**INSTRUKSI TERTULIS:** Kembalikan tanpa perubahan bagian artikel tentang kolonialisme Prancis di Aljazair, mulai dari "Prancis menduduki Aljazair" dan berakhir pada "dari rumah mereka.".

**KUTIPAN SUMBER:**
Oleh: Abbas Maymouni dan Ahmed Asmar
Warga Aljazair masih ingat kejahatan era kolonial Prancis, meskipun telah lewat 65 tahun sejak pecahnya revolusi mereka melawan pemerintahan kolonial Prancis.
Setiap tahun, suara-suara selalu muncul di Aljazair yang menuntut Prancis untuk mengakui dan meminta maaf atas masa lalu kolonialnya di negara Afrika Utara itu.
Warga Aljazair menuduh Paris telah melenyapkan identitas Aljazair, menjarah, menyiksa, membunuh, dan melakukan uji coba nuklir selama pemerintahan kolonial.
Prancis menduduki Aljazair selama 132 tahun, dari 5 Juli 1830 hingga 5 Juli 1962, ketika negara itu mendeklarasikan kemerdekaannya dari pemerintahan kolonial.
Selama perjuangan kemerdekaan, lebih dari 1,5 juta warga Aljazair menjadi martir, sementara ratusan ribu lainnya terluka, hilang atau diusir dari rumah mereka.
“Prancis harus mengakui kejahatan genosida terhadap Aljazair sejak 1830,” kata sejarawan Aljazair Mohammed al-Ameen Balghaith kepada Anadolu Agency.
Peringatan kemerdekaan Aljazair tahun lalu terjadi di tengah protes yang memaksa Presiden Abdelaziz Bouteflika yang telah lama menjabat mundur pada bulan April.
Selama protes, pengunjuk rasa menyerukan untuk memutuskan hubungan dengan Prancis di tingkat budaya dan politik serta membatalkan penggunaan bahasa Prancis di lembaga negara, sekolah, dan universitas. Para pengunjuk rasa juga menyalahkan Paris atas situasi politik dan ekonomi saat itu di Aljazair.
Penghapusan Identitas
Warga Aljazair menuduh Prancis telah menghapus identitas Aljazair dan melancarkan perang melawan masjid dan sekolah agama.
Pada tahun 1836, Prancis membuka sekolah misionaris Katolik pertama di Aljazair.
Paris juga memberlakukan undang-undang diskriminatif terhadap orang Aljazair, dalam sebuah tindakan yang memungkinkan penjajah untuk merebut tanah mereka.
Tengkorak Pejuang
Pemerintahan kolonial Prancis dihadapkan pada perlawanan sengit dari Aljazair, yang disambut dengan tindakan keras brutal oleh penjajah.

**DATA YANG DIBERIKAN:**
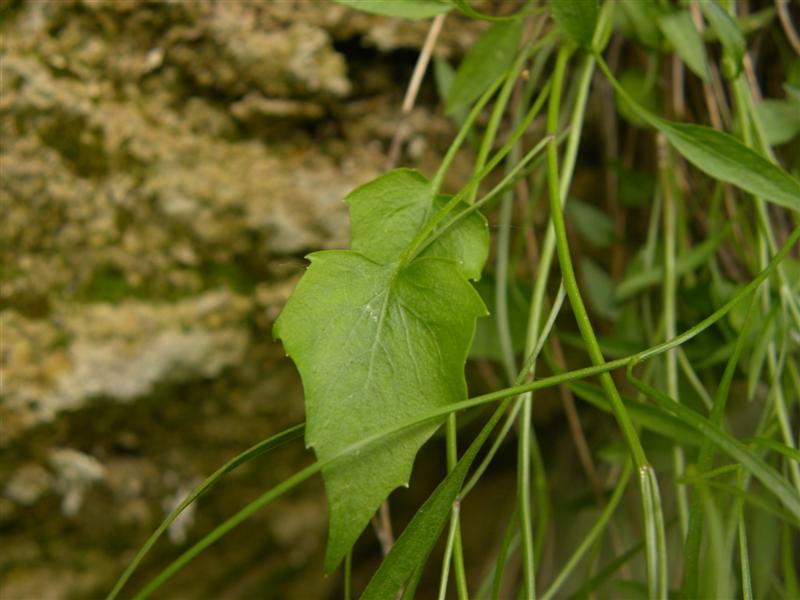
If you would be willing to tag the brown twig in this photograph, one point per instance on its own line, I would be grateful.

---

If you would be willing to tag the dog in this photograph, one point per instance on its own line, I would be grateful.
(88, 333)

==

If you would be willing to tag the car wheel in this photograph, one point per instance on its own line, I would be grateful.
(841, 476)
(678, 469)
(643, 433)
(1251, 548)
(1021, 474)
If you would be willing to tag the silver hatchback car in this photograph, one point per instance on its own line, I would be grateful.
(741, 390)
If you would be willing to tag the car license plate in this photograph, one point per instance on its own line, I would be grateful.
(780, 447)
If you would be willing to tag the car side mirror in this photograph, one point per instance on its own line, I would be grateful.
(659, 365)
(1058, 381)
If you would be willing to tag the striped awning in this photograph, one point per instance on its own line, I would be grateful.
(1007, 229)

**HASIL DI BAWAH:**
Prancis menduduki Aljazair selama 132 tahun, dari 5 Juli 1830 hingga 5 Juli 1962, ketika negara itu mendeklarasikan kemerdekaannya dari pemerintahan kolonial.
Selama perjuangan kemerdekaan, lebih dari 1,5 juta warga Aljazair menjadi martir, sementara ratusan ribu lainnya terluka, hilang atau diusir dari rumah mereka.